Reproduce each of the following lines word for word, without changing anything.
[BEGIN]
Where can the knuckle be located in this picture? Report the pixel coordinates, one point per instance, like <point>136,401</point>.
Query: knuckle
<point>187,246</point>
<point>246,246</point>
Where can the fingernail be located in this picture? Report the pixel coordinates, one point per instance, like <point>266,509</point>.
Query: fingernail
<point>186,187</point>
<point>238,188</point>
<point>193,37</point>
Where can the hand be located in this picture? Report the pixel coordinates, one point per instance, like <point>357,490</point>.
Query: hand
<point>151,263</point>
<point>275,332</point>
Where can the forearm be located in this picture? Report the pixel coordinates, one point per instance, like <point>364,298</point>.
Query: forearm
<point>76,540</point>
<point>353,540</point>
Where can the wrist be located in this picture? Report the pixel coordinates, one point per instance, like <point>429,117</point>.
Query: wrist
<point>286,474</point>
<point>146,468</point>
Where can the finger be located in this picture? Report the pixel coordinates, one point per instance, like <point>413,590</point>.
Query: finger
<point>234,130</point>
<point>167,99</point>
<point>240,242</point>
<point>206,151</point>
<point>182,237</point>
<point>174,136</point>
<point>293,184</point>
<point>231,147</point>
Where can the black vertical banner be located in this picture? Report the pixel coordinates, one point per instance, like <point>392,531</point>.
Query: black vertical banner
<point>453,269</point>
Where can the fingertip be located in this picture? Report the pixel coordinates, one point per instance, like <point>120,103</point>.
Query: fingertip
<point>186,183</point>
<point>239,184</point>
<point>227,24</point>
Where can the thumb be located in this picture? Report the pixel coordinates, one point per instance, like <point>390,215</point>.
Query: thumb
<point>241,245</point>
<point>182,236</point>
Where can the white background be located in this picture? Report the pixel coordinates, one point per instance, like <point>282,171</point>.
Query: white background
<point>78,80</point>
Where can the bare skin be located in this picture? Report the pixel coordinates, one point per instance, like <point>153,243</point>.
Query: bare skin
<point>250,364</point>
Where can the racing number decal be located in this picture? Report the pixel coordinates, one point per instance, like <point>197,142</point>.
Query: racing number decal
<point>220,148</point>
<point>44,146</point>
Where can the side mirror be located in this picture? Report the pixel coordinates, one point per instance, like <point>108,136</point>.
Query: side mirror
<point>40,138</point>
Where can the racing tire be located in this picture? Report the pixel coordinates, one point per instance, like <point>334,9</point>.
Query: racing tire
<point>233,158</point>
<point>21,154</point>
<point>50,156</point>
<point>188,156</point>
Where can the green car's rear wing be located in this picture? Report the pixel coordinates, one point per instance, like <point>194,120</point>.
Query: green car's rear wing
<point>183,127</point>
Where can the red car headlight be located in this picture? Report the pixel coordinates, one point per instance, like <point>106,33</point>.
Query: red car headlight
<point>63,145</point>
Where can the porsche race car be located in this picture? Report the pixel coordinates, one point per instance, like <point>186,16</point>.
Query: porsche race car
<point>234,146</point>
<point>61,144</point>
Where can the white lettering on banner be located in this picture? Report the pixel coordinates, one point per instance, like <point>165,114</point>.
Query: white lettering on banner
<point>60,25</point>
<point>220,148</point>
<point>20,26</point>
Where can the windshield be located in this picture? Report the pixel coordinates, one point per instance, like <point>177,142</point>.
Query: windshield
[END]
■ **Reply to the task**
Where can the knuckle be located in this picture? Report the pixel coordinates, one point per instance, like <point>136,401</point>.
Query: knuckle
<point>187,246</point>
<point>246,246</point>
Where can the fingernail be located in this picture? Report the pixel coordinates, one point per instance, like <point>266,509</point>.
Query: fingernail
<point>186,187</point>
<point>238,188</point>
<point>193,37</point>
Where can the hand be located in this picture? Report the pixel coordinates, one point per instance, like <point>357,490</point>.
Query: hand
<point>151,263</point>
<point>275,332</point>
Where can the forearm be located in this picture? Report the pixel coordinates, one point per instance, like <point>364,298</point>.
Query: forearm
<point>76,540</point>
<point>353,540</point>
Where can the wrist be located in this picture? Report the pixel coordinates, one point per instance, like <point>429,117</point>.
Query: wrist
<point>286,474</point>
<point>146,468</point>
Where can the finger be located in this picture? Report the pixel coordinates, one point per instance, like <point>413,590</point>.
Query: finger
<point>234,130</point>
<point>167,99</point>
<point>240,242</point>
<point>206,151</point>
<point>182,237</point>
<point>174,136</point>
<point>293,184</point>
<point>231,147</point>
Where can the black vertical banner be located in this picture? Report the pixel coordinates, one point per instance, like <point>392,531</point>.
Query: black vertical banner
<point>453,269</point>
Where can the fingertip be located in this picture? Report the pixel coordinates, one point per instance, like <point>120,103</point>.
Query: fingertip
<point>186,183</point>
<point>239,184</point>
<point>227,24</point>
Where can the thumb be located in this picture? Report the pixel coordinates, one point per instance, like <point>390,215</point>.
Query: thumb
<point>241,245</point>
<point>182,236</point>
Where can the white background be located in this picture? Report the pixel coordinates, one point per instance, like <point>282,171</point>.
Query: white background
<point>78,80</point>
Where can the bare skin be located in this picture? Report the pixel coordinates, one point per instance, like <point>153,243</point>.
Query: bare skin
<point>250,364</point>
Where can the racing number decal be located in this picture? Report the pixel coordinates, one point per instance, like <point>197,142</point>.
Query: racing number decal
<point>220,148</point>
<point>44,146</point>
Where can the side mirror be located in this picture? Report the pixel coordinates, one point per instance, like <point>108,136</point>.
Query: side mirror
<point>40,138</point>
Where can the racing tire be located in this picture? Report the pixel coordinates, one point per instance, like <point>334,9</point>.
Query: racing tire
<point>233,158</point>
<point>21,154</point>
<point>50,156</point>
<point>188,156</point>
Where can the green car's rear wing be located in this picture? Report the pixel coordinates, one point per instance, like <point>194,120</point>.
Query: green car's rear wing
<point>183,127</point>
Where can the red car headlight be located in this picture? Report the pixel coordinates, one point per instance, like <point>106,33</point>.
Query: red car headlight
<point>63,145</point>
Where can the porsche race car be located in this picture? Report the pixel coordinates, one point per instance, like <point>186,16</point>.
Query: porsche race car
<point>234,146</point>
<point>61,144</point>
Where can the white lettering on banner be located in this picture? Report the pixel coordinates, one point per instance, like <point>165,114</point>.
Query: white lettering on banner
<point>60,25</point>
<point>220,148</point>
<point>20,26</point>
Where can the windshield be located in this picture? Report the pixel coordinates, one point per instance, like <point>177,142</point>.
Query: windshield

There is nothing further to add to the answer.